In early August 1991, Dr. Hewitt attended a convention in Denver. Prior to the convention, Dr. Hewitt traveled to *451 Seattle and stopped at John and Heidi’s home. John and Heidi refused to meet with him. Dr. Hewitt called Portland to arrange a meeting with Mary Jane, but she also refused to meet with him. Upon returning home from the convention on August 7, 1991, Dr. Hewitt discovered that Dorothy was not at his residence. He alleges in his affidavit that she was kidnapped by his children. Dorothy was not taken to Washington, but remained in Hawaii where she now resides. Dr. Hewitt and Dorothy Hewitt were divorced in Hawaii in 1992.

On August 4, 1993, Dr. Hewitt filed an action in King County Superior Court against John, Heidi, Mary Jane, and Cindy for defamation, alienation of affection, and intentional infliction of emotional distress. The complaint alleged the existence of a conspiracy between the defendants and stated that the law of Hawaii should apply to the case. Dr. Hewitt served Cindy in Hawaii and Mary Jane in Oregon. Service of process on both was effected pursuant to Washington’s long-arm statute, RCW 4.28.185.

On February 7, 1994, Cindy and Mary Jane moved for summary judgment of dismissal based on lack of personal jurisdiction. Dr. Hewitt moved to conduct additional discovery under CR 56(f), but the motion was denied. On March 10, the trial court granted the motion dismissing Cindy and Mary Jane. The trial court also awarded attorney fees.

============

## [TO BE DONE]
**a)** Rewrite the lawsuit account from "On February 7, 1994, Cindy" up to and including "awarded attorney fees.", putting "legal costs" in place of "attorney fees".
**b)** Continue the lawsuit account from its final sentence.

## [PROVIDED MATERIAL]

============

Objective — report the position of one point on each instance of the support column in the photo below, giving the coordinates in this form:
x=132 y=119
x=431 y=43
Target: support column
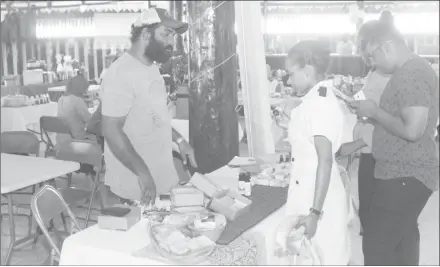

============

## [RESPONSES TO THE EXERCISE]
**a)**
On February 7, 1994, Cindy and Mary Jane moved for summary judgment of dismissal based on lack of personal jurisdiction. Dr. Hewitt moved to conduct additional discovery under CR 56(f), but the motion was denied. On March 10, the trial court granted the motion dismissing Cindy and Mary Jane. The trial court also awarded legal costs.

**b)**
Dr. Hewitt appeals the trial court’s order of summary judgment, arguing that the trial court erred by: (1) dismissing his claim for lack of personal jurisdiction and (2) miscalculating attorney fees.

We first consider whether the trial court erred by dismissing Mary Jane and Cindy from the case for lack of personal jurisdiction. The standard for reviewing an order of summary judgment based on lack of personal jurisdiction was set forth in MBM Fisheries, Inc. v. Bollinger Mach. Shop & Shipyard, Inc., 60 Wn. App. 414, 418, 804 P.2d 627 (1991): "When, as in this case, the trial court’s ruling is based solely on a consideration of affidavits and *452 discovery, only a prima facie showing of jurisdiction is required. The allegations [of the] complaint must be taken as correct for purposes of appeal”. (Citation omitted.) Therefore, with the allegations of the complaint treated as established, the question of personal jurisdiction is one of law which this court reviews de novo. Lewis v. Bours, 119 Wn.2d 667, 669, 835 P.2d 221 (1992).

In asserting jurisdiction over Cindy and Mary Jane, Dr. Hewitt relies on Washington’s long-arm statute, RCW 4.28.185. The test for establishing jurisdiction under the long-arm statute involves a two-part analysis. First, the statute must extend jurisdiction. Second, the extension of jurisdiction must not violate principles of due process. Walker v. Bonney-Watson Co., 64 Wn.App. 27, 33, 823 P.2d 518 (1992). Because we find that assumption of jurisdiction over defendants is not consistent with due process, we need not consider the statutory issue.

Three elements must be met before personal jurisdiction can be constitutionally exercised:

(1) The nonresident defendant. . . must purposefully do some act or consummate some transaction in the forum state; (2) the cause of action must arise from, or be connected with, such act or transaction; and (3) the assumption of jurisdiction by the forum state must not offend traditional notions of fair play and substantial justice, consideration being given to the quality, nature, and extent of the activity in the forum state, the relative convenience of the parties, the benefits and protection of the laws of the forum state afforded the respective parties, and the basic equities of the situation.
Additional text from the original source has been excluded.